►

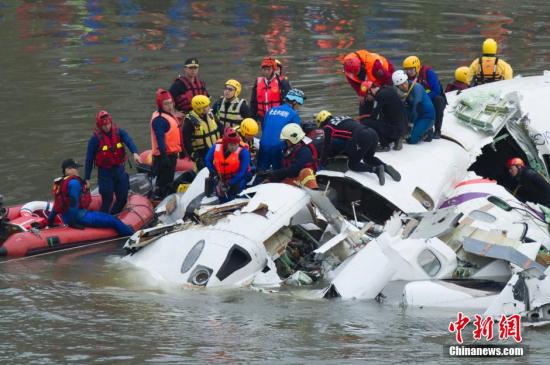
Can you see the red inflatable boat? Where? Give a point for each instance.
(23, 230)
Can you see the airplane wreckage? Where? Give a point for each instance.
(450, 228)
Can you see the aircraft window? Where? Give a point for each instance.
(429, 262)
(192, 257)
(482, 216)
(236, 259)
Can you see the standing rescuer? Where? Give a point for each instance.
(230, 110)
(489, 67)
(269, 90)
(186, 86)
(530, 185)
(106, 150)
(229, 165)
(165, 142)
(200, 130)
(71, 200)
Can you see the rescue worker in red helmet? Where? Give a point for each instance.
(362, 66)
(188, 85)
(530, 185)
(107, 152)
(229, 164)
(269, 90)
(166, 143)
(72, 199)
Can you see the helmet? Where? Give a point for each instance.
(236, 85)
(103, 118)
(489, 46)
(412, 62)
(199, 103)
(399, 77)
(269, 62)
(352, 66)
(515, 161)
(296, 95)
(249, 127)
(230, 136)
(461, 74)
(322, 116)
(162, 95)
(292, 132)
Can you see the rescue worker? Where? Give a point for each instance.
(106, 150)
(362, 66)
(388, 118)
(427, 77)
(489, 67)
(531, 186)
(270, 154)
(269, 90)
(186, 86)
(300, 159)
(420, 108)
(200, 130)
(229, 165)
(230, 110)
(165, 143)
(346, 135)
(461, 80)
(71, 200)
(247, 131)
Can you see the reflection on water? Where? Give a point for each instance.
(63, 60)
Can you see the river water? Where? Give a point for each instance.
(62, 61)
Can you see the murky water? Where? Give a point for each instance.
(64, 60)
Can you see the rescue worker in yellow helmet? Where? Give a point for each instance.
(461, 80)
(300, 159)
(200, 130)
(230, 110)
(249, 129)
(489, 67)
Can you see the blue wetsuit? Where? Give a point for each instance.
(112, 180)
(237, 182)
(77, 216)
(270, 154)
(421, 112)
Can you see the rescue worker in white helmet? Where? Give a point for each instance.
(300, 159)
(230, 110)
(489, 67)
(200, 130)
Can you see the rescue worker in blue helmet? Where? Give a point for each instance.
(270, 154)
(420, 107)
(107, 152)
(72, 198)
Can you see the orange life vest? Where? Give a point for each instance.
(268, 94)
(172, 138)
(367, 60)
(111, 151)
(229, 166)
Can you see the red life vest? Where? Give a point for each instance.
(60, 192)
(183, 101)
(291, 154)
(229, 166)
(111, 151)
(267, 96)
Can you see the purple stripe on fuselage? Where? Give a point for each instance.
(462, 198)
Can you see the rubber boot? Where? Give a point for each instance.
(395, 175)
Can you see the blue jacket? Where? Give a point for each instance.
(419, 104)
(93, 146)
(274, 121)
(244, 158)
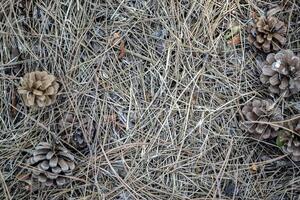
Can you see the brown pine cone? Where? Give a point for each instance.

◄

**Task goal**
If the records contain pictures, skip them, and transcribe exactly every line from the one with "Can you see the river" through the last line.

**Response box**
Can you see the river water? Where? Give a point for each instance.
(62, 61)
Can you see the murky water? Where? Give a point for each instance.
(64, 60)
Can you see the rescue worker in yellow helmet? Where? Give a point for each instance.
(461, 80)
(300, 159)
(200, 130)
(230, 110)
(249, 129)
(489, 67)
Can you see the blue wetsuit? Where? Give a point for each instance.
(112, 180)
(237, 182)
(77, 216)
(270, 154)
(421, 112)
Can you see the rescue worker in white helmet? Where? Give a point for each instance.
(300, 159)
(230, 110)
(489, 67)
(200, 130)
Can you see the rescue worker in blue helmet? Where? Give a point for each instance.
(270, 154)
(420, 107)
(107, 152)
(72, 198)
Can you see the orange life vest? Where? Give a point for each instance.
(268, 94)
(172, 138)
(367, 60)
(111, 151)
(229, 166)
Can you see the red life vest? Where? Give a point for each instance.
(60, 192)
(183, 101)
(291, 154)
(229, 166)
(111, 151)
(267, 96)
Can you see the purple stripe on fuselage? Where? Give a point for each instance.
(462, 198)
Can you see the rubber boot? Where? Give a point for each instance.
(395, 175)
Can you see the blue jacket? Where? Give a point for each instance.
(419, 104)
(93, 146)
(274, 121)
(244, 158)
Can you see the brown pine cone? Where? Give a point for each instance.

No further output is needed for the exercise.